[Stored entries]

==============================

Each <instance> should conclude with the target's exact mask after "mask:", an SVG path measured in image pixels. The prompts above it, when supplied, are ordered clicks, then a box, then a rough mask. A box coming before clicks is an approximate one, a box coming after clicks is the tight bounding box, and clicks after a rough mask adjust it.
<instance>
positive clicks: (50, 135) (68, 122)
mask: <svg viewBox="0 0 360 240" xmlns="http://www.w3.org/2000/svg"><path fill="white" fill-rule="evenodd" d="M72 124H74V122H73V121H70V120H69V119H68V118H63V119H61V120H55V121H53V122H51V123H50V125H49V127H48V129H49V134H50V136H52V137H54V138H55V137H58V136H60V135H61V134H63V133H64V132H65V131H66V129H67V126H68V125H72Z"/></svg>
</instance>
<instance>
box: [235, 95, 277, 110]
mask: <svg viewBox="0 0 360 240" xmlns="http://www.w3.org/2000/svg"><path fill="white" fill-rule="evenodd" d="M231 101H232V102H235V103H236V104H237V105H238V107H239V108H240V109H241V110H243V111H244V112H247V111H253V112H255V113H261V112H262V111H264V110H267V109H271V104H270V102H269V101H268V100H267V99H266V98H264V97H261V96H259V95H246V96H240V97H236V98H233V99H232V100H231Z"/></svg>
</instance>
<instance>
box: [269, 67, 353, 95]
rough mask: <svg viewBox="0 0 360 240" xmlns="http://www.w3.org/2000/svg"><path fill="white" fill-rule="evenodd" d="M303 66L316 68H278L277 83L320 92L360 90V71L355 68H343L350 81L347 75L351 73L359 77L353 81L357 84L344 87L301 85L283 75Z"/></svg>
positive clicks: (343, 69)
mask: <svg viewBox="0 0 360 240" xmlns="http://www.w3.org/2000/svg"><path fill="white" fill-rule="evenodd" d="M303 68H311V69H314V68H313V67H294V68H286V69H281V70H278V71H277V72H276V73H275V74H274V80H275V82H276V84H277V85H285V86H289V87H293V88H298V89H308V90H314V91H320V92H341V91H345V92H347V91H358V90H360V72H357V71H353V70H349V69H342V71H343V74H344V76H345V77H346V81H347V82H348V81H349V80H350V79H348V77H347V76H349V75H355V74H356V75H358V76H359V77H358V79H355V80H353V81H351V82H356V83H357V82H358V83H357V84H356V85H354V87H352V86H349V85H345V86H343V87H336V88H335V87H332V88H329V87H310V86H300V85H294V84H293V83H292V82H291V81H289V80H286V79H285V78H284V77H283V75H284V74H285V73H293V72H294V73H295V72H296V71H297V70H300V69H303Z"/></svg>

==============================

This exercise asks for an exact repeat of the lines from the one holding "box: [269, 67, 353, 95]" through the end of the data above.

box: [269, 67, 353, 95]
rough mask: <svg viewBox="0 0 360 240" xmlns="http://www.w3.org/2000/svg"><path fill="white" fill-rule="evenodd" d="M303 66L316 68H278L277 83L320 92L360 90V71L355 68H343L350 81L347 75L351 73L359 77L353 81L357 84L344 87L301 85L283 75Z"/></svg>
positive clicks: (343, 69)
mask: <svg viewBox="0 0 360 240" xmlns="http://www.w3.org/2000/svg"><path fill="white" fill-rule="evenodd" d="M303 68H311V69H314V68H313V67H294V68H286V69H281V70H278V71H277V72H276V73H275V74H274V80H275V82H276V84H277V85H285V86H289V87H293V88H298V89H308V90H314V91H320V92H341V91H345V92H347V91H358V90H360V72H357V71H353V70H349V69H342V71H343V74H344V76H345V77H346V81H347V82H348V81H349V80H350V79H348V77H347V76H349V75H355V74H356V75H358V76H359V77H358V79H355V80H353V81H351V82H356V83H357V82H358V83H357V84H356V85H354V87H352V86H349V85H345V86H343V87H336V88H335V87H332V88H329V87H310V86H300V85H294V84H293V83H292V82H291V81H289V80H286V79H285V78H284V77H283V75H284V74H285V73H293V72H294V73H295V72H296V71H297V70H300V69H303Z"/></svg>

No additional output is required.